Start of Block
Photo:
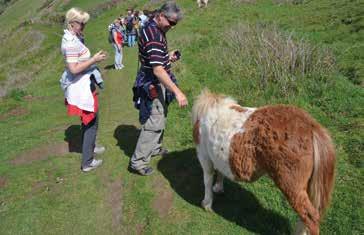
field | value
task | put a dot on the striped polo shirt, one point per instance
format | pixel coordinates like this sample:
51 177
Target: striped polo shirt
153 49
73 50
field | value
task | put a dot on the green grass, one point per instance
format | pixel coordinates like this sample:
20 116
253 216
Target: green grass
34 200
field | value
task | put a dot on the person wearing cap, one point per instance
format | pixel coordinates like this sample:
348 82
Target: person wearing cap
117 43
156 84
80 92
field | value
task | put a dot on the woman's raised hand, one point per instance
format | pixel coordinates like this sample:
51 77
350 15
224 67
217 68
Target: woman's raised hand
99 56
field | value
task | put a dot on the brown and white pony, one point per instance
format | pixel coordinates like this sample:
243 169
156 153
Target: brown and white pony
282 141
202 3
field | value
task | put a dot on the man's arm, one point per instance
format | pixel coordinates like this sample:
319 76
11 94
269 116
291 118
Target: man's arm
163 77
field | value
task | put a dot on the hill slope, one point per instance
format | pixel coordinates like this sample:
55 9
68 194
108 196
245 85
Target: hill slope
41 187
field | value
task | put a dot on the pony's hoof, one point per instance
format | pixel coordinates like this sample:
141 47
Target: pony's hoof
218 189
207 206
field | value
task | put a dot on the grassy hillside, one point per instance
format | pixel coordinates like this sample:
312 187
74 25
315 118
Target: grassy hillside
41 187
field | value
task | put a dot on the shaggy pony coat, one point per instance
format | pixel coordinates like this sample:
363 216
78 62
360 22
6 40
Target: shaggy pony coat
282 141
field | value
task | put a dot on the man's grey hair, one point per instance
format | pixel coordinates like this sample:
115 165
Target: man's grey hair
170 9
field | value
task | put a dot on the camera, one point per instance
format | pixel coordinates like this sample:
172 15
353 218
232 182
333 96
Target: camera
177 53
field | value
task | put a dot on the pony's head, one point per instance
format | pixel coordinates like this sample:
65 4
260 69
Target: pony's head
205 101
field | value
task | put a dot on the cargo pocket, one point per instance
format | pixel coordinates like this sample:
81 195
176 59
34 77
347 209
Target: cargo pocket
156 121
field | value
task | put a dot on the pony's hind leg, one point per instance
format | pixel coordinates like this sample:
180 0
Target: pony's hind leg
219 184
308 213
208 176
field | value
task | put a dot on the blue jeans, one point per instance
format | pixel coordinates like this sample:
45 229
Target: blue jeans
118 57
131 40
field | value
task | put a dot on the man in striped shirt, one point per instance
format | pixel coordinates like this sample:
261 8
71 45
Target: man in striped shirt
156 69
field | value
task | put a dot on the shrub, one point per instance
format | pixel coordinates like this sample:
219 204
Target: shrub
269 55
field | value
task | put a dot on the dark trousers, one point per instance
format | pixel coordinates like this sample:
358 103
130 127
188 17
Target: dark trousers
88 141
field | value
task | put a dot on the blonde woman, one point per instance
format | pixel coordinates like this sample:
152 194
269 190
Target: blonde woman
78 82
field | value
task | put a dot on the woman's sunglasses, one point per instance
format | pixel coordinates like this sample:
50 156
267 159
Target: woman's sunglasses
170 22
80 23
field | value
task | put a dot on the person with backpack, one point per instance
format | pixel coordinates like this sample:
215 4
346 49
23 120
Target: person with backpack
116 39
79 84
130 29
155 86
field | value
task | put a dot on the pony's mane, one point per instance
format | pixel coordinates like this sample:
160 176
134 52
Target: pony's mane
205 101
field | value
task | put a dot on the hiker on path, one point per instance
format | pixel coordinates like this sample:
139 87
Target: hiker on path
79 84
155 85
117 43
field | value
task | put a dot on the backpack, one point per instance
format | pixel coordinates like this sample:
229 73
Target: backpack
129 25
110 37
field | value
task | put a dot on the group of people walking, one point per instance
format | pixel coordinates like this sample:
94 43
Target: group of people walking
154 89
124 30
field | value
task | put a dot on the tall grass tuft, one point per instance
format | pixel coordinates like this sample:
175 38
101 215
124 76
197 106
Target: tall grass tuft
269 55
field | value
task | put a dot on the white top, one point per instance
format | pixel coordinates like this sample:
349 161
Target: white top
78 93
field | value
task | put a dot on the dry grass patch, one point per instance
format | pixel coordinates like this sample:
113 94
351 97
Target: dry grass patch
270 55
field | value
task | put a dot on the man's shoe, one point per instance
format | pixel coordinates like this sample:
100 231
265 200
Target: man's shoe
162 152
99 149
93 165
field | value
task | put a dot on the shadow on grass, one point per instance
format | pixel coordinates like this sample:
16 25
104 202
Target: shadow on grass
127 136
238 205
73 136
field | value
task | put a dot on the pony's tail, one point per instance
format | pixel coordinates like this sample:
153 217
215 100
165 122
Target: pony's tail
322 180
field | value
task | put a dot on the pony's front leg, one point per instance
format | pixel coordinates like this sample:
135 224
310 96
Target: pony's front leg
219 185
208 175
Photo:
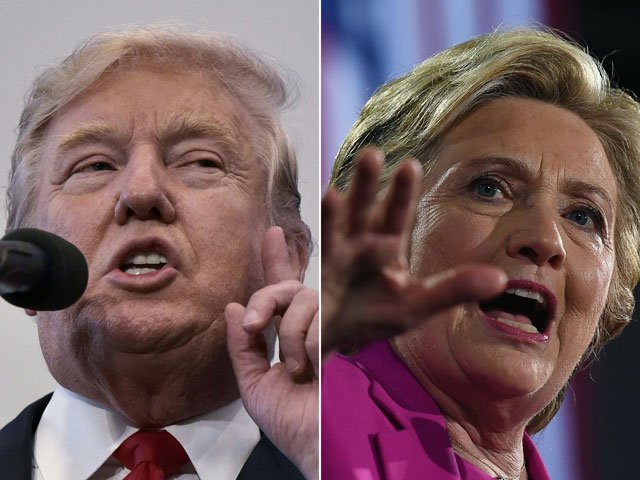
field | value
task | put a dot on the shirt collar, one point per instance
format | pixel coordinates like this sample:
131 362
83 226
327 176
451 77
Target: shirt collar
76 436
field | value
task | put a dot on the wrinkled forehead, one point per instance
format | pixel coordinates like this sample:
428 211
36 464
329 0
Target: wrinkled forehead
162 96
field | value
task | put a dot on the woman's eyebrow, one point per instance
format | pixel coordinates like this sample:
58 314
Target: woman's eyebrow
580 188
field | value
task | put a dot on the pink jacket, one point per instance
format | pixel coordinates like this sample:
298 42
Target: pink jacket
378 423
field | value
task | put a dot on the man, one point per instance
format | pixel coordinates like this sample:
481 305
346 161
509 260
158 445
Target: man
End of Block
> Work required
When you copy the entries above, keep every word exactly and omit the images.

> Result of the task
Photo:
field | value
task | put a dot on the striped polo shirt, one point per instance
format | pixel coordinates like this sample:
51 177
Target: striped polo shirt
153 49
73 50
field | value
task | put a dot on the green grass, one point per instance
format | pixel coordinates like this sample:
20 116
253 216
Target: green grass
34 200
field | value
task | put a dot on the person wearing cap, one point per instance
format | pixel coordinates like this sample:
348 82
Target: person wearing cap
117 43
156 84
80 92
field | value
task | put a dot on the woman's raised hand, one point per instance
format | pixel coordinates like this sample:
51 77
350 15
224 67
217 68
Target: woman's raised hand
99 56
field | value
task | put a dot on the brown and white pony, one point per instance
format | pixel coordinates like this sample:
243 169
156 153
Target: brown and white pony
282 141
202 3
field | value
task | put a dot on the man's arm, one point per instance
format | pixel coordinates like this sample:
319 76
11 94
269 116
291 118
Target: man's arm
163 77
field | value
task | put a dot on the hill slope, one point per instance
format | pixel coordinates like this sample:
55 9
68 194
108 196
245 85
Target: hill slope
41 187
field | value
task | put a dot on the pony's hoof, one point per instance
format | pixel coordinates like this sample:
141 47
Target: pony's hoof
218 189
207 206
field | value
task | put a dot on the grassy hillside, one point per instance
format | pixel coordinates like this sample:
312 187
74 25
315 118
Target: grassy hillside
41 187
field | value
task | put a dot on the shaggy pony coat, one point per instance
format | pixel coordinates like this sample:
363 216
78 62
360 22
6 40
Target: shaggy pony coat
282 141
field | value
task | put a dot on the man's grey hair, one point per instance
format | pixel coordinates like this sample:
115 165
Target: man's grey hair
170 9
field | value
task | put a dot on the camera, one point per instance
format | pixel coordinates like this sample:
172 15
353 218
232 182
333 96
Target: camera
177 53
field | value
task | put a dot on the pony's head, one point per instance
format | pixel coordinates like this sample:
65 4
260 69
Target: pony's head
205 101
field | value
task | put a dot on the cargo pocket, one point per instance
format | pixel coordinates like this sample:
81 195
176 59
34 77
347 209
Target: cargo pocket
156 121
field | value
task | put a dot on the pony's hind leg, one point per instance
format | pixel coordinates like this sample:
180 0
Target: pony's hind leg
219 184
308 213
208 176
field | value
task | put a dot on the blue jeans, one point per instance
format | pixel coordinates like this sample:
45 229
Target: blue jeans
118 57
131 40
field | value
task | put a dot on the man in striped shirt, one point per instance
format | pixel coordinates like this sample:
261 8
71 45
Target: man in striped shirt
156 69
field | value
task | put a dot on the shrub, one point per instance
format | pixel coordinates like this sample:
219 204
Target: shrub
269 55
field | value
task | put a dot on the dark trousers, one point per instance
format | pixel coordinates like this sample:
358 103
130 127
188 17
Target: dark trousers
88 141
field | value
task | put a dot on the blonde woman, one point per instance
format | pixel coordinates like this sample:
152 194
269 190
Target: blonde woman
78 82
field | value
task | put a dot on the woman's sunglasses, one point per instance
format | pixel coordinates like this sample:
50 156
267 159
Target: woman's sunglasses
170 22
80 23
field | value
task | put a dot on the person with backpack, one point per instance
format | pixel coordinates like this sample:
215 4
346 49
23 120
Target: person with backpack
116 39
79 84
130 29
155 86
field | value
task | put a dot on the pony's mane, one point per instance
format | pixel coordinates like this sample:
160 176
134 52
Target: pony's mane
205 101
field | value
task | put a dot on the hiker on path, one point per instance
format | pixel coordinates like this sample:
139 87
Target: hiker on path
79 84
155 85
117 43
field | value
task | put a dot on the backpack, one point per instance
format | pixel coordinates like this sample:
229 73
Target: backpack
129 25
110 37
field | value
task | put a dot on the group of people walking, one point per instance
format | pixel coordinates like this sample:
94 43
Target: group of people walking
154 89
124 30
field | value
task | put a dot on the tall grass tuft, one point per instance
format | pixel coordinates like this sample:
175 38
101 215
124 76
197 106
Target: tall grass tuft
269 55
field | value
task | put a dot on the white top, one point per instance
format | pixel coordinates like this sample:
349 161
Target: white top
78 93
field | value
task | put a dot on the dry grass patch, one point per instance
format | pixel coordinates like this sample:
113 94
351 97
Target: dry grass patch
270 55
field | value
task | put a dot on the man's shoe, one point per instance
format | pixel coordinates like this sample:
100 231
265 200
Target: man's shoe
162 152
99 149
93 165
field | value
task | put a dot on the shadow on grass, one point per instance
format | pixel coordinates like this sample:
16 25
104 202
Target: shadow on grass
127 136
238 205
73 136
field | value
task | put a dot on the pony's tail, one point per instance
format | pixel coordinates like this sample:
153 217
215 100
165 122
Target: pony's tail
322 180
field | value
task | put a dot on the pony's front leg, one point per instance
format | pixel coordinates like this sample:
135 224
310 96
Target: pony's front leg
219 185
208 175
Photo:
field | value
task | put a dot on the shirt collar, one point per instance
format | pixel coordinates like this sample:
131 362
83 226
327 176
451 77
Target: shirt collar
76 436
field | value
task | put a dot on the wrinkled forehead, one point per instance
format | pixel coordinates like this sample:
428 211
36 464
329 0
Target: wrinkled forehead
162 96
field | value
task | put a dot on the woman's eyebrow, one point per instance
format | pixel coordinates like this sample:
58 314
Target: woman's eyebrow
580 188
field | value
task | put a dot on the pink jacket, one point per instance
format | pixel coordinates like this sample:
298 42
Target: pink jacket
378 423
field | value
task | put a dot on the man, one point per instance
format | pixel coordinates like this sample:
481 305
346 161
509 260
158 445
Target: man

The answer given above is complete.